GIVEN RECORDS:
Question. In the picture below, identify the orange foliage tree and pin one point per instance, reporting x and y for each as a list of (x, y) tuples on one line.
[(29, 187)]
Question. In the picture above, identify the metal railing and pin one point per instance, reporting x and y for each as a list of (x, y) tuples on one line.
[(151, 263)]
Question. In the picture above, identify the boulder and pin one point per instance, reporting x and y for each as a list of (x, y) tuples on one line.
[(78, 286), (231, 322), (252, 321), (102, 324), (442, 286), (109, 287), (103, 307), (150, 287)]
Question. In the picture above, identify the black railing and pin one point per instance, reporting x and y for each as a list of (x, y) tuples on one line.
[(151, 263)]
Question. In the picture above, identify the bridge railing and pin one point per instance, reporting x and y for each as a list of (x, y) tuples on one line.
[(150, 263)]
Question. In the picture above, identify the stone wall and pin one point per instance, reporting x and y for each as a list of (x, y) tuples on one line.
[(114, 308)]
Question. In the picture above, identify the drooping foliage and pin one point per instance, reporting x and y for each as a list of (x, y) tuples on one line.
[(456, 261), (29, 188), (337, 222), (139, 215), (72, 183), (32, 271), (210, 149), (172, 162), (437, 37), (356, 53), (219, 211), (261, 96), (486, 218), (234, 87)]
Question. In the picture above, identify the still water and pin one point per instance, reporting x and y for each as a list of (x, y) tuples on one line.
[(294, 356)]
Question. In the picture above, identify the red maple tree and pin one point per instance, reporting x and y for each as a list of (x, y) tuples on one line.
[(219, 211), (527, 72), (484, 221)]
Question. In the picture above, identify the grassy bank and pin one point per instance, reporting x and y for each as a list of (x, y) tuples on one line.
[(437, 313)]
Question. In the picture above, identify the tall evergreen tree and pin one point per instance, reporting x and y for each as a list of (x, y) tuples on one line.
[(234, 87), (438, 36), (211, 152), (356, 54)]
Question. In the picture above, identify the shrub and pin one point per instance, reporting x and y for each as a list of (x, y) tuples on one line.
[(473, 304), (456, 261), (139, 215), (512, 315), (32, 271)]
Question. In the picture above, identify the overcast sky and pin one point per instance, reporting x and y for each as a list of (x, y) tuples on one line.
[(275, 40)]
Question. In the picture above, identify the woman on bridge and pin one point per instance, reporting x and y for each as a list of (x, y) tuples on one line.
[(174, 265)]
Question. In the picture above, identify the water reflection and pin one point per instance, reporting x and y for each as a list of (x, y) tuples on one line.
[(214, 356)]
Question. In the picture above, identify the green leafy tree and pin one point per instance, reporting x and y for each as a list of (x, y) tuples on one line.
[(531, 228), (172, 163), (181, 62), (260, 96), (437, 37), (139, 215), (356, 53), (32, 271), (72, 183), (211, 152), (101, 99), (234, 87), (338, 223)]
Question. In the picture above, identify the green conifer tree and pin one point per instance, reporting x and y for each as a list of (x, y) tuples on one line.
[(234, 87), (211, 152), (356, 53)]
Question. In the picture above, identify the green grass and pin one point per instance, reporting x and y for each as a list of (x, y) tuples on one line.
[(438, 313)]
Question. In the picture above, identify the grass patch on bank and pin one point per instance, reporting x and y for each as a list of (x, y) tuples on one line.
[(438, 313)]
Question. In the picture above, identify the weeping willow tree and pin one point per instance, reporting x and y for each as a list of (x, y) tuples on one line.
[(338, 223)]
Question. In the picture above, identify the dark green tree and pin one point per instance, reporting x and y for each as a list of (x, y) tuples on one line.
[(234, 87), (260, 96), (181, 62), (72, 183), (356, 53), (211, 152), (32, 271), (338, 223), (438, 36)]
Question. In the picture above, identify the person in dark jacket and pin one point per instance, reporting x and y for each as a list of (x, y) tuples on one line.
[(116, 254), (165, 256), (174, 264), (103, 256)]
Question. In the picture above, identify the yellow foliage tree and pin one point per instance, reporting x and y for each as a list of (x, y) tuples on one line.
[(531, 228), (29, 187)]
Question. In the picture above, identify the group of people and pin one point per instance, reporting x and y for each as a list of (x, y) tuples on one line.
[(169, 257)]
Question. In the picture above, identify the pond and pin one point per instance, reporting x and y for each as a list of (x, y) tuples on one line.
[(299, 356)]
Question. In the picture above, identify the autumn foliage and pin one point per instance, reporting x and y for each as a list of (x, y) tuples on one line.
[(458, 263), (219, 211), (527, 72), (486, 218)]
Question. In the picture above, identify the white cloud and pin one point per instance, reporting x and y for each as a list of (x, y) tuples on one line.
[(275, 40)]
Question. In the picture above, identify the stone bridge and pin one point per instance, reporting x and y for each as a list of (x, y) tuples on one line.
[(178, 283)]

PROBLEM DESCRIPTION:
Output only the lines from the line that contains "Question. In the picture above, identify the autumn" through the end of the entries, both included, exactly as they appear.

YOUR SOLUTION:
Question. In the picture above, identify the autumn foliage and pin one point per instance, reporting x and y for each as a list of (x, y) tuples on one line.
[(458, 263), (219, 211), (527, 72), (486, 218)]
Question. In the picture above, identify the white cloud and pin one point per instance, reporting x and y for each as a list of (x, y) tuples on one line.
[(275, 40)]
Question. In the picture above, identify the stone bridge and pin one point per instance, reporting x and y for each as a list of (x, y) tuples on one line.
[(178, 283)]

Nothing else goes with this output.